Activities:
A. For the article on plastic surgery games aimed at children, decide whether each statement agrees with the text: (i) the #SurgeryIsNotAGame petition has over 107,000 signatures; (ii) Endangered Bodies has six chapters; (iii) Facebook kept the "fat" emoji despite the petition. Answer yes or no for each, quoting the words from the text that settle it.
B. According to the article on plastic surgery games aimed at children, how long has Endangered Bodies spent monitoring apps like these?
C. From the article on plastic surgery games aimed at children, duplicate the passage that begins at the words "Global body positivity" and stops after "children and teens.".

A range of these games can be found on various app stores, targeting very young girls with bright colours and fairytale characters.
They allow kids to perform serious cometic procedures including rhinoplasty, liposuction, eyelid surgery and cosmetic injections on a cartoon character.
Google Play’s Plastic Surgery Simulator, for example, promises to turn you “into a Victoria’s Secret model at once”.
“No one could resist the temptation of beauty! Every girl dreams of delicate face and stunning figure. If makeup can’t give the beauty you want, then come to join this amazing plastic surgery game! You can turn into a Victoria’s Secret model at once!” the description reads.
Global body positivity organisation Endangered Bodies has spent a year monitoring apps like these, noting that while individual apps may be removed by regulators, they tend to “quickly reappear” on the market.
The group recently launched a Change.org petition calling for tech giants including Amazon, Apple and Google to ban these apps altogether and develop policies to prohibit the download of cosmetic surgery apps by children and teens.
Today, the #SurgeryIsNotAGame petition has more than 107,000 signatures from appalled parents around the world.
Psychologist and director of BodyMatters Australasia, Sarah McMahon, said children as young as three were being targeted by the apps.
Ms McMahon, who helped develop the petition, said the apps, which were often free, glamorised and trivialised plastic surgery and taught children to obsess over physical “imperfections”.
She said while parents needed to be vigilant regarding kids’ app use, it was easy to miss the danger associated with these games.
“Children that young have no ability to discern what is real and what is imaginary and they are still learning language skills,” Ms McMahon said.
“Being exposed to these sorts of apps grooms kids to trivialise cosmetic surgery. They are growing up critiquing their bodies and seeing a very narrow idea of what beauty actually is.
“At an early age when children are laying the foundations of knowledge and how to relate to the world, they are learning appearance is absolutely integral to success and achievement, and that their bodies can be manipulated to meet a homogenised ideal.”
Ms McMahon said more and more young people aged under 18 were seeking “entry level” cosmetic procedures such as Botox and fillers, and that these procedures often acted as a “gateway” to more invasive surgeries.
“When someone is not feeling good about themselves and they are within the regular range of appearance, no amount of sculpturing will alter that,” she said.
“We are living in a society where body image continues to be an increasing issue of concern.
“We would love to have a conversation with [Apple, Google and Amazon] because we are wanting to work collaboratively with them to make sure we are protecting young people.”
The petition was launched by Endangered Bodies’ eight chapters — Argentina, Australia, Brazil, Germany, Ireland, New Zealand, the United Kingdom and the United States — and it warns that existing regulations for app developers regarding games for children only relate to advertising, which allowed these apps to slip through the cracks.
In 2015, Endangered Bodies launched the “fat is not a feeling” campaign against Facebook’s decision to include a “fat” emoji option within its list of “feelings” available as part of its status update feature.
A Change.org petition calling for the emoji’s removal gathered almost 17,000 signatures, with Facebook eventually caving in to demands.
Ms McMahon said she’d like to work with Google, Amazon and Apple to achieve a similar result by banning cosmetic surgery apps aimed at children.

Record extracts:
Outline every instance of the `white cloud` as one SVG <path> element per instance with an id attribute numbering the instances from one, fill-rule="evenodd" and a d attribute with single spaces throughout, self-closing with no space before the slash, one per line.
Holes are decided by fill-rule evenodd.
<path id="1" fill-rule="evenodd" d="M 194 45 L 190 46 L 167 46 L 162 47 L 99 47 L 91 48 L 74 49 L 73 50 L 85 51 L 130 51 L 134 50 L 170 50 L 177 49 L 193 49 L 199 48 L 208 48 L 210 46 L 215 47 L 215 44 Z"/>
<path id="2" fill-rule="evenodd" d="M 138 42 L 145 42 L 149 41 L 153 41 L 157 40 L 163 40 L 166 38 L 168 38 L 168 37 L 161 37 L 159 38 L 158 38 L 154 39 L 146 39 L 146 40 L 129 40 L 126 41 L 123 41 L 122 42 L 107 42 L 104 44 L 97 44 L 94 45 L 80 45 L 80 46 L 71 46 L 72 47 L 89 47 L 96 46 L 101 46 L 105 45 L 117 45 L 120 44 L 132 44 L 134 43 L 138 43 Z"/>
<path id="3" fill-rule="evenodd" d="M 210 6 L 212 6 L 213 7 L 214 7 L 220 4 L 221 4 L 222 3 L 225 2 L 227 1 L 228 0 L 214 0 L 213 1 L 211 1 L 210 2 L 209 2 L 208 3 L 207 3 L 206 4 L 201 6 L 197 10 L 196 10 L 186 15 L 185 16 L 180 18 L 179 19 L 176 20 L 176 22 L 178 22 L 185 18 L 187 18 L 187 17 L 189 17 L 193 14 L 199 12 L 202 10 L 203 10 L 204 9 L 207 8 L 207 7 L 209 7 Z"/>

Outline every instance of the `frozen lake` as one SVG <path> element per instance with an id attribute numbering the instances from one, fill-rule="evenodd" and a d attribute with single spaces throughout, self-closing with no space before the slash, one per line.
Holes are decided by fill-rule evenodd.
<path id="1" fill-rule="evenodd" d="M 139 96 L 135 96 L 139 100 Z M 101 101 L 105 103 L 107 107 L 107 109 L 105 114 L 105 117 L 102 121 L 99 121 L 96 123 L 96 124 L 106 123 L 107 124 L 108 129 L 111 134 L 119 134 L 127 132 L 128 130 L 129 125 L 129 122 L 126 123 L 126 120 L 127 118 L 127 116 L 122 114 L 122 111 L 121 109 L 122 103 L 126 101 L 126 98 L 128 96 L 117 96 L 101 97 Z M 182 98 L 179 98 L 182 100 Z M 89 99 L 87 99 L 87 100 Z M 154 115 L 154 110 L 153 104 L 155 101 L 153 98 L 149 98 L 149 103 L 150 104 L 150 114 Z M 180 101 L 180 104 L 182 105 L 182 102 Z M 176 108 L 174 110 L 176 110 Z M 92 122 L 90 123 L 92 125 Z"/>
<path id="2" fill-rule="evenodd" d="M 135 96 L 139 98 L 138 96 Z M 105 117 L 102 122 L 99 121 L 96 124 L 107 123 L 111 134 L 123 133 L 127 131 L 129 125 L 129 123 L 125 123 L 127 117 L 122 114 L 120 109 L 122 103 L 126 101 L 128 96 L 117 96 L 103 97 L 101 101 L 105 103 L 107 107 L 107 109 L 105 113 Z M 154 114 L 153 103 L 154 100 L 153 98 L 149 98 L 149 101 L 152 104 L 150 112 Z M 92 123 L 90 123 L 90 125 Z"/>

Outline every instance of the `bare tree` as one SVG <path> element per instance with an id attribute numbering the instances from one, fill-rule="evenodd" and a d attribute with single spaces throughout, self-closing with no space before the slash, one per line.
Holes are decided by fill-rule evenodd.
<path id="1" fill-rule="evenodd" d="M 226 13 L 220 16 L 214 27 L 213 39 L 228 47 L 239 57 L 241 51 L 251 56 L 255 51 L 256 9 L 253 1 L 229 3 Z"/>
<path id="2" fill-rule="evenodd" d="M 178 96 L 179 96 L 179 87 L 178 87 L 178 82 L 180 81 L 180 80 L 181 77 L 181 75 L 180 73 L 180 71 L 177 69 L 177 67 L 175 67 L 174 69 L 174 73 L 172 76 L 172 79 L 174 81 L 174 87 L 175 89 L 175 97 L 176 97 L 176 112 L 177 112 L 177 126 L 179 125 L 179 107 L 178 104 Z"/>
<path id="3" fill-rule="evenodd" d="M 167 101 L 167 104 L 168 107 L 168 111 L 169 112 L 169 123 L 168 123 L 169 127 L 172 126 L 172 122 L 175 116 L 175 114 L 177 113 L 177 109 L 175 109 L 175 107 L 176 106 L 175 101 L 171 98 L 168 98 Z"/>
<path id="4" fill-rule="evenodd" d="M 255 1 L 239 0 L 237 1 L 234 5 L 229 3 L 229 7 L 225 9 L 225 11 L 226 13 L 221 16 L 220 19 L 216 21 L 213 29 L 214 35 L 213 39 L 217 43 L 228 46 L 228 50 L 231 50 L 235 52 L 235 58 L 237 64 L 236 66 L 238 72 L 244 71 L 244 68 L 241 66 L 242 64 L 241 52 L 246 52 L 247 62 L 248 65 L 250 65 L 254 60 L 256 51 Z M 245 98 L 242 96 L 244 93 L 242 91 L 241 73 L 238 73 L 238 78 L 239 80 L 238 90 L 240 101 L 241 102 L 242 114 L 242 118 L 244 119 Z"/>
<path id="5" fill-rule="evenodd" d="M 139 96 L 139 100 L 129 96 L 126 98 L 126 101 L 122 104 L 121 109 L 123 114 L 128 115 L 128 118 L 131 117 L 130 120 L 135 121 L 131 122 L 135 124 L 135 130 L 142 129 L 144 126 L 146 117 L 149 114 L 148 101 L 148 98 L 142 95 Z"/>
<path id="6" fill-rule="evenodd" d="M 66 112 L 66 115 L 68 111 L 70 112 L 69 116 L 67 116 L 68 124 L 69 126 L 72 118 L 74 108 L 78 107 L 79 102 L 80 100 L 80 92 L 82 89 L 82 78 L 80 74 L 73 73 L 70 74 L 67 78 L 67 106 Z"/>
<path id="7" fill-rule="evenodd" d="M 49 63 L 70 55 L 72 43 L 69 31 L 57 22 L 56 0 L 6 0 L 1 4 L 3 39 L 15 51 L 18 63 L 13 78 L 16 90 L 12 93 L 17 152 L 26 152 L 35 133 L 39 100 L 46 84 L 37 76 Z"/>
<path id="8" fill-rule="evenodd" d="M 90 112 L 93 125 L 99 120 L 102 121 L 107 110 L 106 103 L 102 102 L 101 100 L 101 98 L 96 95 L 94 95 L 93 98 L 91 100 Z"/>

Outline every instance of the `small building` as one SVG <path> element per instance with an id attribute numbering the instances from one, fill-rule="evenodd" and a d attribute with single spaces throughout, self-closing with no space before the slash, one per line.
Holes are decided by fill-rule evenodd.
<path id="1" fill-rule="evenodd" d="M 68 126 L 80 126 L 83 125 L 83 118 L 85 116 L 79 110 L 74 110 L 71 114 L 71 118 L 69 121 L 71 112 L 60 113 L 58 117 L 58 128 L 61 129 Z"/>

Your responses:
A.
(i) Yes: "the #SurgeryIsNotAGame petition has more than 107,000 signatures"
(ii) No: "Endangered Bodies’ eight chapters"
(iii) No: "with Facebook eventually caving in to demands"

B. A year.

C.
Global body positivity organisation Endangered Bodies has spent a year monitoring apps like these, noting that while individual apps may be removed by regulators, they tend to “quickly reappear” on the market.
The group recently launched a Change.org petition calling for tech giants including Amazon, Apple and Google to ban these apps altogether and develop policies to prohibit the download of cosmetic surgery apps by children and teens.